Extracted data entries
* * * * *
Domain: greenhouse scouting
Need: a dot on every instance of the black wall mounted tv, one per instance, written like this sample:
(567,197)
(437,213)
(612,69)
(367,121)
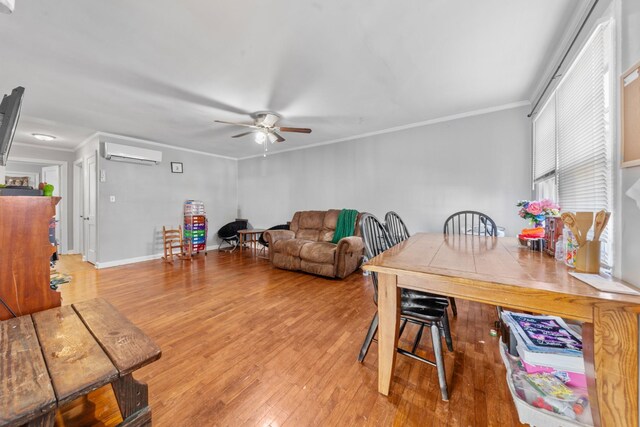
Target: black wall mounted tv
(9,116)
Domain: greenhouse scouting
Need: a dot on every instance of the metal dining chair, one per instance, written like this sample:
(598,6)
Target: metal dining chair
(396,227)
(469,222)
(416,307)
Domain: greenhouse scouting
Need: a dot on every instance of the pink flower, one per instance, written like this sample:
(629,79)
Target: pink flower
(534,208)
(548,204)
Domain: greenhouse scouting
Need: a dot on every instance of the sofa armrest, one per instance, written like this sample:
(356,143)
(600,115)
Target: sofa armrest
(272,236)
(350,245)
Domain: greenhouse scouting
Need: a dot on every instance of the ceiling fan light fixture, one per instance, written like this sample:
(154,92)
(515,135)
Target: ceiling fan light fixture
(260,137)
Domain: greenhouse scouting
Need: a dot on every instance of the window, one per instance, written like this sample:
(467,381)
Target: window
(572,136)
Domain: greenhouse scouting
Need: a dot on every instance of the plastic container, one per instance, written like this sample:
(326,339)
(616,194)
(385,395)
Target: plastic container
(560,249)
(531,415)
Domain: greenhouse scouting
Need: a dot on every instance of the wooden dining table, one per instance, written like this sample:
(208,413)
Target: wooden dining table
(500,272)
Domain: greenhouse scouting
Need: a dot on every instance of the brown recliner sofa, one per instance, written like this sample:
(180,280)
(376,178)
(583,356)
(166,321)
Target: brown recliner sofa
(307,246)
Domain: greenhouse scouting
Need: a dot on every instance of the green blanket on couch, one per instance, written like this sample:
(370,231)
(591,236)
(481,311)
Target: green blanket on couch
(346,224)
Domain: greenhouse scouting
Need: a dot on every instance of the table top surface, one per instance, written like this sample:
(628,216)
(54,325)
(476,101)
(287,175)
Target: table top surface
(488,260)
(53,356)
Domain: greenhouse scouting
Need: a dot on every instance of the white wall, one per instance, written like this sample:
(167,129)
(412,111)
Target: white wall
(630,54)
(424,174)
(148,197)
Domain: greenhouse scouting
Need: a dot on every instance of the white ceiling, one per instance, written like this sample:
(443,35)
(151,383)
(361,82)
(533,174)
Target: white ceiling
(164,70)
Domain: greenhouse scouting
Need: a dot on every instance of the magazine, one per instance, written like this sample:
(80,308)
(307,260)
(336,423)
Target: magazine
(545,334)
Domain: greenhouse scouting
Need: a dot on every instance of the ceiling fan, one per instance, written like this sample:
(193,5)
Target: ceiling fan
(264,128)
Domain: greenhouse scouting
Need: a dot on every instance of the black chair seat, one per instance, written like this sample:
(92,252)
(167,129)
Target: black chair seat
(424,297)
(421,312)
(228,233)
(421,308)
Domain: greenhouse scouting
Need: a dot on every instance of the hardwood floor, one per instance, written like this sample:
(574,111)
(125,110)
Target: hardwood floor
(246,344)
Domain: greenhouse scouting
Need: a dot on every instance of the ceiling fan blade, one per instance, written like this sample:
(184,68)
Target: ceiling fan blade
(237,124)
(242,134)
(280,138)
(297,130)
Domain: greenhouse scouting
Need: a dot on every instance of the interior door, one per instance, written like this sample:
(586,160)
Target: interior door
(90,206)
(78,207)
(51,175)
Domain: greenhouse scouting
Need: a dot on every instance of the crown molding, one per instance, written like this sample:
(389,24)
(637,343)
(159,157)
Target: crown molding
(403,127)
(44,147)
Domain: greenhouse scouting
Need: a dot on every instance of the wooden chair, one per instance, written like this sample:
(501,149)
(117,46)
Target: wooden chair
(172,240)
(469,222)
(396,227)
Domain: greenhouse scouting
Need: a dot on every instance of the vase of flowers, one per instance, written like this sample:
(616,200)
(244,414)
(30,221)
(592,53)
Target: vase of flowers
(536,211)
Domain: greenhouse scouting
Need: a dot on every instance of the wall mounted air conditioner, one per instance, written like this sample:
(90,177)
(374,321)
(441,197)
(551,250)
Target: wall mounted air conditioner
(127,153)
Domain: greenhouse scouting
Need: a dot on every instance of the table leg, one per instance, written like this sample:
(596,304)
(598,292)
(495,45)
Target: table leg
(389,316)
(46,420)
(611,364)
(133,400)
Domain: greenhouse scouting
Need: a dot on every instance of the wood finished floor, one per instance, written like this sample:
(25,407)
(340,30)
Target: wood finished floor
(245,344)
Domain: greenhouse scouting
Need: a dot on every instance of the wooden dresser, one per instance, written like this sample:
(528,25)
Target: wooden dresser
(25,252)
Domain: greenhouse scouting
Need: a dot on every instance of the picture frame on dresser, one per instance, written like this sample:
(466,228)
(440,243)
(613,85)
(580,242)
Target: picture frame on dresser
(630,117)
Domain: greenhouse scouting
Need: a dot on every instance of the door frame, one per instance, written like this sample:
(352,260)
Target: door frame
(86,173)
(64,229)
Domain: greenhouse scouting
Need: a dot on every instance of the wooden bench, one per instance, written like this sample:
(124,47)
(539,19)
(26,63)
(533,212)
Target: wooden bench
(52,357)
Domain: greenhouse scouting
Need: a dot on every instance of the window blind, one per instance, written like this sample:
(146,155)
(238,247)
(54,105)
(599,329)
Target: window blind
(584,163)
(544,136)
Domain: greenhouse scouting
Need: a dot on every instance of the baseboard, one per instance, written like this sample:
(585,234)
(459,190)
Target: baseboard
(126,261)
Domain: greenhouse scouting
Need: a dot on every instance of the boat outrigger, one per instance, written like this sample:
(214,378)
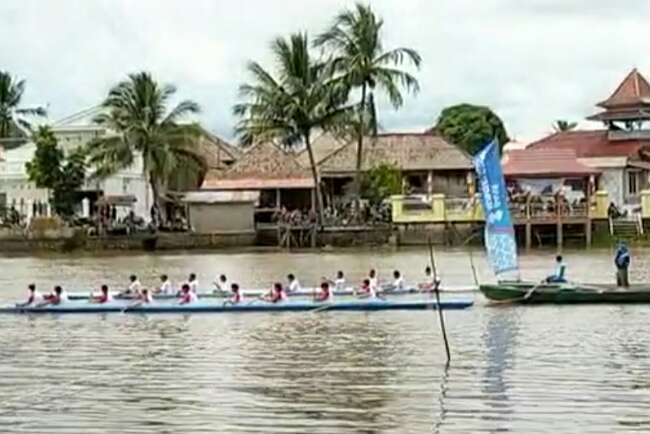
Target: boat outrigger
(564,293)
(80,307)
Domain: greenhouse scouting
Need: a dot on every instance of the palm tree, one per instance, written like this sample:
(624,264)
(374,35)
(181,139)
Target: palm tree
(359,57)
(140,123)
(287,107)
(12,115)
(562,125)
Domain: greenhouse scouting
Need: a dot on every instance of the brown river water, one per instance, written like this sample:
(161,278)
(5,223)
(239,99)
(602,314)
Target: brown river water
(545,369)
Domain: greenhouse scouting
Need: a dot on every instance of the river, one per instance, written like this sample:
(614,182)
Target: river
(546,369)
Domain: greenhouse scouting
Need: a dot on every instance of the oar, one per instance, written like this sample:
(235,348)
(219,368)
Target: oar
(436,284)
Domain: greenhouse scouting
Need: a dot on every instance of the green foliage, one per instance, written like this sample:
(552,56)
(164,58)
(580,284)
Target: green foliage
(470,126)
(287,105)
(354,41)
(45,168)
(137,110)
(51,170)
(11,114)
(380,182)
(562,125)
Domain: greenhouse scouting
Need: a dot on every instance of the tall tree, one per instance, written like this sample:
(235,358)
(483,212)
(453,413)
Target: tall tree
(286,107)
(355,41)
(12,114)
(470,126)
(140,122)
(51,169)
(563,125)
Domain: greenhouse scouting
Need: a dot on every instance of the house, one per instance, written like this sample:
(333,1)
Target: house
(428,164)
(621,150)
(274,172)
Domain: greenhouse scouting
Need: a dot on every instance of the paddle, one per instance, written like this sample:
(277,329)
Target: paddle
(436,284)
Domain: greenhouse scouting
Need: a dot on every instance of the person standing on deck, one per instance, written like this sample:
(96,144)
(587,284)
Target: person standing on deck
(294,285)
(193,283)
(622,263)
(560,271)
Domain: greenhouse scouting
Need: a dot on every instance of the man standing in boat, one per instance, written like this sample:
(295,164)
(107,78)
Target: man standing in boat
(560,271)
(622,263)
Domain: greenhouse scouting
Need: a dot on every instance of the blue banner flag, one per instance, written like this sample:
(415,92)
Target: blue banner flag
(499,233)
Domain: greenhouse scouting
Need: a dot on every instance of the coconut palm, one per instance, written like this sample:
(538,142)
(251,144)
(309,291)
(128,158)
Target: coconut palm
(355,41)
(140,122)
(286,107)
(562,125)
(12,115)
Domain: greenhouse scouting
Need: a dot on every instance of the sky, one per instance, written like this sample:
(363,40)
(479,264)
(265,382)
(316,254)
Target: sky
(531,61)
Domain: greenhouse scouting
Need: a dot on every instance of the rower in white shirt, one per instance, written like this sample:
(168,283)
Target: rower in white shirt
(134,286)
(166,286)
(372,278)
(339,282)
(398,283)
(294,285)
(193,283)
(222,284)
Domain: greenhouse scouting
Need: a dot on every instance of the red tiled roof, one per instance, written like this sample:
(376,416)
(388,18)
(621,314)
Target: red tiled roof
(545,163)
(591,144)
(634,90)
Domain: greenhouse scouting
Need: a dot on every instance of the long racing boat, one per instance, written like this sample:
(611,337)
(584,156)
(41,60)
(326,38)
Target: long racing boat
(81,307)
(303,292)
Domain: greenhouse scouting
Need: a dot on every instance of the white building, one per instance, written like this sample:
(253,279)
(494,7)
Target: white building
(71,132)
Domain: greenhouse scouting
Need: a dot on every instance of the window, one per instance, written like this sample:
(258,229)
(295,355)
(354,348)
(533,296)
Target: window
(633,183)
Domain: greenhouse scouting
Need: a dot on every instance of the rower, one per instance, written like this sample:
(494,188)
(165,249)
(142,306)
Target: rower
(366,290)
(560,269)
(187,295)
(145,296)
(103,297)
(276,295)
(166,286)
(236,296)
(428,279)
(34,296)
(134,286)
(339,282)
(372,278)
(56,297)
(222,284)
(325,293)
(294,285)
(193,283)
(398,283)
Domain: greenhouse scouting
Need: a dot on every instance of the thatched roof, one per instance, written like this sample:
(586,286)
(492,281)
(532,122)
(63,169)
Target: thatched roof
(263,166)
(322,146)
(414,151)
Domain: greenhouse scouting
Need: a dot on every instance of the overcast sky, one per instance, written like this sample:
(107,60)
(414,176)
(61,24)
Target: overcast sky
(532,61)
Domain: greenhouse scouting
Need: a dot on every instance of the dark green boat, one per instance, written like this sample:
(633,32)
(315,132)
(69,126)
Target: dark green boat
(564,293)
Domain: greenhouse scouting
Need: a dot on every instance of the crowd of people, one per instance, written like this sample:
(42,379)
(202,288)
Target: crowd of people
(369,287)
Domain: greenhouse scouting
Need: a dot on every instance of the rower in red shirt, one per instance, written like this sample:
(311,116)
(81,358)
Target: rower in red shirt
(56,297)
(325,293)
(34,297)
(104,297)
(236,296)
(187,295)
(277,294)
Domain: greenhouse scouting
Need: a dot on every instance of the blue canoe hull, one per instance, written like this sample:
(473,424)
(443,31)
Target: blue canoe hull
* * * * *
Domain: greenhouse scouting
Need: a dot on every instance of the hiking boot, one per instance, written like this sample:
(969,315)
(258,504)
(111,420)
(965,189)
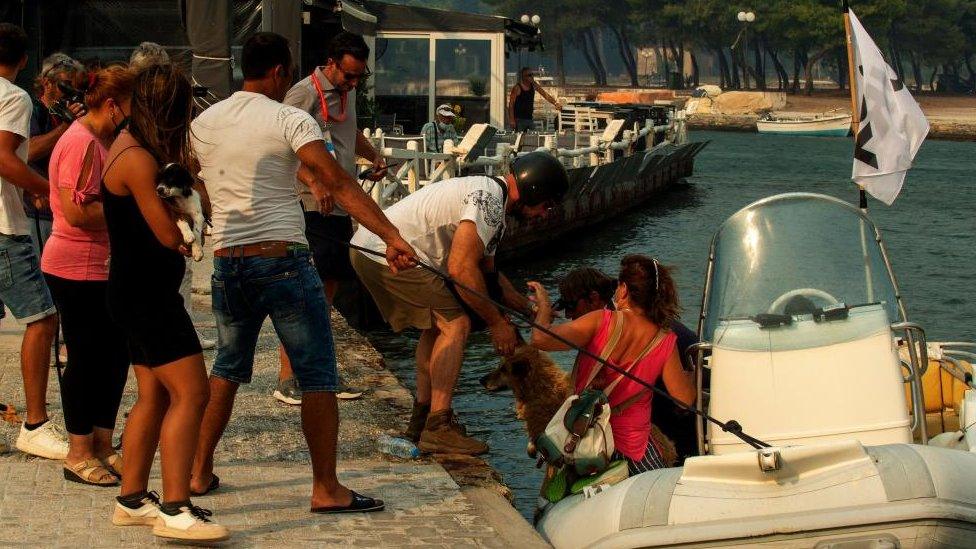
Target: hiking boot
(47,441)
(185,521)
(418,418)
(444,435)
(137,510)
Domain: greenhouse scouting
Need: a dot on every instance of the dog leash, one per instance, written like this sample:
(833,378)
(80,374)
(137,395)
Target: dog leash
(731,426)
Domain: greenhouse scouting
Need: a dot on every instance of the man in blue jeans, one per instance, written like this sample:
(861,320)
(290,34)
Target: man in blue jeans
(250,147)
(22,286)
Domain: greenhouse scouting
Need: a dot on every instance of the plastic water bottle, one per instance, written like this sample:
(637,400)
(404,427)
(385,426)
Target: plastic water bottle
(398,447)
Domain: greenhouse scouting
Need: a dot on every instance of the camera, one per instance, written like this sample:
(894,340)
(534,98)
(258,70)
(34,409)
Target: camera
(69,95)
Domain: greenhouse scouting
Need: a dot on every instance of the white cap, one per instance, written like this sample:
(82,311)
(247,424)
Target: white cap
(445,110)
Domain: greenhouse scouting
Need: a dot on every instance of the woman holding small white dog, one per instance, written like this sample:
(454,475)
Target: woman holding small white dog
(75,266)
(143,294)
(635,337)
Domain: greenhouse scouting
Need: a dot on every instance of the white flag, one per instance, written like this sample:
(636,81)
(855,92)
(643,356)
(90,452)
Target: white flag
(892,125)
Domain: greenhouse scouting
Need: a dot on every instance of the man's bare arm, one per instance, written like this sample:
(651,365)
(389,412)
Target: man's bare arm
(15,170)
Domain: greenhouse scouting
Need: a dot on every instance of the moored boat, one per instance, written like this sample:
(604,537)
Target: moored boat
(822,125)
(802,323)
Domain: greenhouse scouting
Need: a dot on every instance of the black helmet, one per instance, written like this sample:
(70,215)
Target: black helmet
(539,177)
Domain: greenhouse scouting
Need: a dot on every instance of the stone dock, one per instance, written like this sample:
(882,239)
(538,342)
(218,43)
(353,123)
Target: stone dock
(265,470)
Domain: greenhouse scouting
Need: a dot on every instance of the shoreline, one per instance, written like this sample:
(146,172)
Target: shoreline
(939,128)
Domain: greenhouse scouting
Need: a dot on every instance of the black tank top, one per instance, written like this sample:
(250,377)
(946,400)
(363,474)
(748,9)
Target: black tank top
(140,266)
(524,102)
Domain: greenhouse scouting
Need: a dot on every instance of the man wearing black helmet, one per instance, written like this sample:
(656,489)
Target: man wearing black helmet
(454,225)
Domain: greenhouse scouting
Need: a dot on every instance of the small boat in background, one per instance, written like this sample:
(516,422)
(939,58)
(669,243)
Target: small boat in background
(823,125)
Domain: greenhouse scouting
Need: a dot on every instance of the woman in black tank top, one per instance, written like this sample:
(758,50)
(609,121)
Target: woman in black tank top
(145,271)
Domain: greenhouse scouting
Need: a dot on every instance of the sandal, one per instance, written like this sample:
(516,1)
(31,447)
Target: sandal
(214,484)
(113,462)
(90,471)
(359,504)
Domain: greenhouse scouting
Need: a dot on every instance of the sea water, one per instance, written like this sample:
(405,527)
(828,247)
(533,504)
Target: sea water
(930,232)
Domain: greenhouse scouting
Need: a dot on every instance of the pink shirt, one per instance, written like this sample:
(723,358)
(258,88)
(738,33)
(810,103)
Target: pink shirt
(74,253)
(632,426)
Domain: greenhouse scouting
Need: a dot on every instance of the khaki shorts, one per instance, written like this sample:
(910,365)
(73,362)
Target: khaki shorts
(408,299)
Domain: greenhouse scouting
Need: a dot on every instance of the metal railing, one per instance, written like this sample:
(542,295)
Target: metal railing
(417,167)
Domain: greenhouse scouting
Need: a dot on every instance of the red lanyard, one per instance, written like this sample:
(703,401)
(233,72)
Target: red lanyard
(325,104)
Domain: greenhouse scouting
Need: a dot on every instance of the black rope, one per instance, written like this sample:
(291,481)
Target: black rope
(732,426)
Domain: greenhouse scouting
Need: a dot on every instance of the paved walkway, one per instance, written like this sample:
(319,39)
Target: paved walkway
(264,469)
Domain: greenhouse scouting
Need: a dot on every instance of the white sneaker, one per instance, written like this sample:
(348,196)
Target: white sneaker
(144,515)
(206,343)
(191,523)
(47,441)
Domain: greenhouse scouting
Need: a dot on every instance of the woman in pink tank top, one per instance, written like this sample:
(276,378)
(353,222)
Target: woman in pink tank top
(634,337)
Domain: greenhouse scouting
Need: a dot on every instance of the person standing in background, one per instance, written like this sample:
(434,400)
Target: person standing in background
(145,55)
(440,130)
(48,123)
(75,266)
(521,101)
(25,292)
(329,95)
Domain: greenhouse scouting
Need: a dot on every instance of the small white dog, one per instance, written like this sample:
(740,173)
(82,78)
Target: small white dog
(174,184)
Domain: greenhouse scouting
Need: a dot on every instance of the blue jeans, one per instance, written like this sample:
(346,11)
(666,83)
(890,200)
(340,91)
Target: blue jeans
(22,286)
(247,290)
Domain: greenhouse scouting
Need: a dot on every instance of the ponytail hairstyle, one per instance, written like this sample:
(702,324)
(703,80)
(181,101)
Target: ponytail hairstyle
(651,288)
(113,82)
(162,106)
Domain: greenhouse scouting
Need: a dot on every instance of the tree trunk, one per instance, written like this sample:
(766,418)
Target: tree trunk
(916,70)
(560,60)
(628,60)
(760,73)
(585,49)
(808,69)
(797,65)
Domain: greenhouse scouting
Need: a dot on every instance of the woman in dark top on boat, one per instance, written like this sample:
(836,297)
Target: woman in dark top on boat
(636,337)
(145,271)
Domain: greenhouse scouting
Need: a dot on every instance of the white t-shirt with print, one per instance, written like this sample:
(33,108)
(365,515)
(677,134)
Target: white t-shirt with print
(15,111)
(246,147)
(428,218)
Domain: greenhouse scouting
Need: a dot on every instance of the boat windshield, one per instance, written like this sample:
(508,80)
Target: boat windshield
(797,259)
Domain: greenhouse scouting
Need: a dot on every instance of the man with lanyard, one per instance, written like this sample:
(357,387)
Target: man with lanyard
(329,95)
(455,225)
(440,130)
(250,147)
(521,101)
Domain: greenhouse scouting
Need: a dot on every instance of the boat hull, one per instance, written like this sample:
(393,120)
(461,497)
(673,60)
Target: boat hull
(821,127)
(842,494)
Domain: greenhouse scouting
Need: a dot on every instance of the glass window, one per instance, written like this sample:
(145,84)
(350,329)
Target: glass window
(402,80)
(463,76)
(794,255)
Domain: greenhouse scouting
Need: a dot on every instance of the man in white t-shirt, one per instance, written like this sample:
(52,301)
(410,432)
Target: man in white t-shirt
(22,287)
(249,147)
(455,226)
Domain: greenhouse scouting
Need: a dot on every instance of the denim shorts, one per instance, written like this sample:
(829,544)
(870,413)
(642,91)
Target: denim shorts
* * * * *
§ **AIM OF THE EXERCISE**: Filter the entries down to the lines containing "canoe". Copy each of those lines.

§ **TASK SOLUTION**:
Need: a dot on every instance of the blue canoe hull, one per instance, written like this sample:
Target: blue canoe hull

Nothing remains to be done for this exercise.